TEXTE SUPPORT
=====

N.M.: Une fois le diagnostic d’embolie pulmonaire évoqué, s’en suit toute une cascade d’examens. Dans la majorité des cas, l’examen clef pour faire le diagnostic est l’angioscanner thoracique. Dans certains cas, pour les femmes enceintes ou les patients avec une insuffisance rénale par exemple, une scintigraphie pulmonaire est privilégiée. S’il n’est pas aussi efficace que l’angioscanner, cet examen est en effet moins irradiant et permet de s’affranchir de l’injection de certains produits dangereux pour les reins.
M.R: Quels sont les traitements ?
N.M. : La prise en charge thérapeutique initiale dépend du risque de mortalité précoce. Dans le cas d’un patient avec une embolie pulmonaire en état de choc, un traitement thrombolytique peut être être administré dans le but de dissoudre le caillot très rapidement. Un tel traitement est associé à un risque de complications hémorragiques qui peut faire privilégier dans certains cas une extraction chirurgicale du caillot, on parle alors d’embolectomie. Pour toutes les autres formes d’embolie, la thérapeutique repose sur un traitement anticoagulant prescrit pendant plusieurs mois pour prévenir les récidives. Le risque de récidives est en effet très élevé au cours des 1res semaines qui suivent l’événement aigu. La présence de facteurs favorisant ces récidives peut parfois conduire à proposer un traitement anticoagulant au long cours à certains patients. De nouvelles molécules anticoagulantes (les anticoagulants oraux directs) ont fait leur apparition dans le traitement de la maladie thromboembolique veineuse il y a quelques années. Ces molécules sont plus sûres d’utilisation et comportent un risque hémorragique moindre que les antivitamines K utilisés depuis 40 ans. En cas de pathologie cancéreuse associée on peut être amené à privilégier l’administration d’anticoagulants injectables, de type héparinique.

=====

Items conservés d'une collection
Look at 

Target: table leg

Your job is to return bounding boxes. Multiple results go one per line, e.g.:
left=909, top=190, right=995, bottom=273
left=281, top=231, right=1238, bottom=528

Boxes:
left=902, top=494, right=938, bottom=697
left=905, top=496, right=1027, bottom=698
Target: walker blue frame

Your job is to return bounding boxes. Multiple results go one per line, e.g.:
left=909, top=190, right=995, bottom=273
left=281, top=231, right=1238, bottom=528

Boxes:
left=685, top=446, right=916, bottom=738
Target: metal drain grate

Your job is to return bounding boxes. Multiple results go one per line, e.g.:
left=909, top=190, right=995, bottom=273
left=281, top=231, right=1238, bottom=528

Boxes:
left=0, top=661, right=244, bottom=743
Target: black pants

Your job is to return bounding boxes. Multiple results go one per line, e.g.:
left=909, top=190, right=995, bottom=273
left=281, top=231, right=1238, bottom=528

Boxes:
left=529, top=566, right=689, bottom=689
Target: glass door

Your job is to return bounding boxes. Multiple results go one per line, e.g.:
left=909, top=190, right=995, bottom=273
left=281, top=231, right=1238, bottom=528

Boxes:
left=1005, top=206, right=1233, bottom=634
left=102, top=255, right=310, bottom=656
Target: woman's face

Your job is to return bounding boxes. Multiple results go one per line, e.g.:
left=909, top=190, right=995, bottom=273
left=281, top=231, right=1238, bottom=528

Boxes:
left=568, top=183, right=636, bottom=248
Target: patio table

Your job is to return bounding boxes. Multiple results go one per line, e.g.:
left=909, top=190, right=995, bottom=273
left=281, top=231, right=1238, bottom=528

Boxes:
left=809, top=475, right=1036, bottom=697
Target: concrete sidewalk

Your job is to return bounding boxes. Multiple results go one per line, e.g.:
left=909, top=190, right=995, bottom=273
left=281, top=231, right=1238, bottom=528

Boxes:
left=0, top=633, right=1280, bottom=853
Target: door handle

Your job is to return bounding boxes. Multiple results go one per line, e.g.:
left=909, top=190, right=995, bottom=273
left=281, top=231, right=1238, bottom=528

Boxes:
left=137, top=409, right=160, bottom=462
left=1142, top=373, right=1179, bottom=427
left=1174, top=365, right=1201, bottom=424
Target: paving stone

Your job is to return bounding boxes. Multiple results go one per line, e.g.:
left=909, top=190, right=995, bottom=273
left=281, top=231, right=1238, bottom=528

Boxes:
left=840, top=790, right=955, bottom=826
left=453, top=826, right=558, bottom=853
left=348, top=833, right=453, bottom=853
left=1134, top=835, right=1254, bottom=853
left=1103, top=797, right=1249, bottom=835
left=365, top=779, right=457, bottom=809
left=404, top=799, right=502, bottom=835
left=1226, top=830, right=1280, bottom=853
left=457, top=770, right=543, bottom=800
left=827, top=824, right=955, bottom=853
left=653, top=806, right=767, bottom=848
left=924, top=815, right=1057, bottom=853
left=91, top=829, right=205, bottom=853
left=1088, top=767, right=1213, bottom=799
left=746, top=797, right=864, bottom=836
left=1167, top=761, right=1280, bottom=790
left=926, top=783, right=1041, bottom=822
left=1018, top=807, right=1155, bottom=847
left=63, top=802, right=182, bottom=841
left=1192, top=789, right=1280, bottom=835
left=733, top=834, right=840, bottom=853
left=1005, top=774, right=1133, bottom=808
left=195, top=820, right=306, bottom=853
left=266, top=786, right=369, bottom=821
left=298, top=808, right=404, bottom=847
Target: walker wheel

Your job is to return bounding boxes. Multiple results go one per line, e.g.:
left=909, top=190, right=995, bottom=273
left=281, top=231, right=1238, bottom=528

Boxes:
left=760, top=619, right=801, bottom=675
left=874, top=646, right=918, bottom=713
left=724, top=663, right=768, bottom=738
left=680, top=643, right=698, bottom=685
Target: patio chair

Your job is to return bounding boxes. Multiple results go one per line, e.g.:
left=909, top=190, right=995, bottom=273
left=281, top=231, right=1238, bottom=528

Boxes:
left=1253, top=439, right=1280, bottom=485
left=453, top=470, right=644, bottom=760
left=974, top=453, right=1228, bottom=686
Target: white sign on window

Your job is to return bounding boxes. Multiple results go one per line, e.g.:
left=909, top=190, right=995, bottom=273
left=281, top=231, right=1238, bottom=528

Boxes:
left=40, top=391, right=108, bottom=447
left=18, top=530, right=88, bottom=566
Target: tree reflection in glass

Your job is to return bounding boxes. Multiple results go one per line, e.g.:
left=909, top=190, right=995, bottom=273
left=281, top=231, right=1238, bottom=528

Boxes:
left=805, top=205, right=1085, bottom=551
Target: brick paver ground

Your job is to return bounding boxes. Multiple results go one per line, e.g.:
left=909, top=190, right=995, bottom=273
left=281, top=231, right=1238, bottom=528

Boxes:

=====

EXERCICE A
Traduisez en anglais la phrase suivante du texte sur l'embolie pulmonaire : « Le risque de récidives est en effet très élevé au cours des 1res semaines qui suivent l’événement aigu. »
EXERCICE B
D'après le texte sur l'embolie pulmonaire, quel examen est privilégié chez les femmes enceintes ou les patients atteints d'insuffisance rénale ?
EXERCICE C
Recopiez le passage du texte sur l'embolie pulmonaire qui s'ouvre sur les mots « N.M.: Une fois » et s'achève sur « les traitements ? ».

RÉPONSE RÉDIGÉE A
The risk of recurrence is indeed very high during the first weeks following the acute event.

RÉPONSE RÉDIGÉE B
Une scintigraphie pulmonaire.

RÉPONSE RÉDIGÉE C
N.M.: Une fois le diagnostic d’embolie pulmonaire évoqué, s’en suit toute une cascade d’examens. Dans la majorité des cas, l’examen clef pour faire le diagnostic est l’angioscanner thoracique. Dans certains cas, pour les femmes enceintes ou les patients avec une insuffisance rénale par exemple, une scintigraphie pulmonaire est privilégiée. S’il n’est pas aussi efficace que l’angioscanner, cet examen est en effet moins irradiant et permet de s’affranchir de l’injection de certains produits dangereux pour les reins.
M.R: Quels sont les traitements ?